STATED TASK 1 - The excerpt below is about AAP and Swaraj. List everything that it says the AK model of Swaraj lays stress on.
STATED TASK 2 -
Using the excerpt below about AAP and Swaraj, decide whether each statement agrees with it. Answer yes or no for each and quote the words that settle it.
(a) The year 2013 marked the 150th birth anniversary of Swami Vivekananda.
(b) The sloka popularized by Swamiji comes from the Bhagavad Gita.
(c) ‘India Against Corruption’ was Anna Hazare’s movement.
STATED TASK 3 - Take up the excerpt about AAP and Swaraj after its final sentence and keep writing it.

TEXT EXCERPT -
Awake, Arise:
AAP’s successful twin experiments with Power to the People
2013, the year of aam admi also marked the 150th birth anniversary
of Swami Vivekananda. Swamiji popularized the sloka from Katha Upanishad “arise,
awake, stop not until your goal is achieved.” (Uttisthata
Jagrata Prapya Barannibodhata) This message was to his fellow countrymen to
get out of their hypnotized state of mind.
Arvind Kejriwal riding on Anna Hazare’s
movement, ‘India Against Corruption’ has
successfully awakened the aam admi to rise and have his say in the recently
concluded Delhi elections. He continues to exhort him not to stop till his goal
is achieved.
What is an aam admi’s goal? It is Swaraj or freedom from the ruling
‘elite’ whose rule is rather exaggeratedly
shown to be more oppressive than was that of the British Raj. His goal is
to make his and his fellow aam admis’ voice heard as he believes that through Swaraj
the government of the ‘elite’ will be replaced by the government of aam admi
and thereby the government will be made directly
accountable to the people of India that has a large majority of aam admis. The AK’s
model of Swaraj lays stress on self
governance, community building and decentralisation.

RECORDS SHOWN -
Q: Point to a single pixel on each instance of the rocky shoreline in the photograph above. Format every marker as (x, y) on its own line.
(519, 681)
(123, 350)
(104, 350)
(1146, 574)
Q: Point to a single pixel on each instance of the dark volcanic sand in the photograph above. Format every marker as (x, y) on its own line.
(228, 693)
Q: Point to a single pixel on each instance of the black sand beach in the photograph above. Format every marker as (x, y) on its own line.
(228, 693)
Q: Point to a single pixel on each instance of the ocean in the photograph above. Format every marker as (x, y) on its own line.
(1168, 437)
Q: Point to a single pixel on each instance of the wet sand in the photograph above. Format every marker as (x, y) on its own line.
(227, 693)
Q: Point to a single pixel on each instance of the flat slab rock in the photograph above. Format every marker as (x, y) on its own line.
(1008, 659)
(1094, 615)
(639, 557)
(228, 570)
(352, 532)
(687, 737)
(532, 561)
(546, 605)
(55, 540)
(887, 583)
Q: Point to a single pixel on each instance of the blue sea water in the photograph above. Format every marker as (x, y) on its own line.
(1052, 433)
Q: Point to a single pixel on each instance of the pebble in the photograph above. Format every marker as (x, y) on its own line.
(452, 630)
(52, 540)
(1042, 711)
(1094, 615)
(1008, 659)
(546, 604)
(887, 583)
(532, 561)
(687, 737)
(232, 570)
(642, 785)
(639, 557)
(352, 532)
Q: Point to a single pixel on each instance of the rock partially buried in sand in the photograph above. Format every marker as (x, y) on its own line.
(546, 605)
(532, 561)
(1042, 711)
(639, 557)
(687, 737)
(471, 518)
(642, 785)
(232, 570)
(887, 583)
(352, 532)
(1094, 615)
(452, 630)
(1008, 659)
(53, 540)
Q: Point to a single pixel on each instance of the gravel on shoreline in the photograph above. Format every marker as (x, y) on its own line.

OUTPUT 1 -
- self governance
- community building
- decentralisation

OUTPUT 2 -
(a) Yes: "2013, the year of aam admi also marked the 150th birth anniversary of Swami Vivekananda."
(b) No: "Swamiji popularized the sloka from Katha Upanishad"
(c) Yes: "Anna Hazare’s movement, ‘India Against Corruption’"

OUTPUT 3 -
The Numero Uno of aam admi, Arvind Kejriwal says his party will not be guided by
any ideology( though his friend, philosopher and guide Yogendra Yadav had stated that AAP is a
socialist party)and that they are
entering politics to change the system.
Utopian in concept, the AAP aims at replacing
the neo-plutocracy by aam admi democracy where the governance is in the hands
not of a few, but of the entire people of the nation (that necessarily has to
include the non aam admis as well). But AK repeatedly says that he is not the
Chief Minister, the aam admi will be( this automatically excludes all non aam admis). He has thus cut a deep division between aam
admi and the non aam admi.
But what is baffling is who is the aam admi?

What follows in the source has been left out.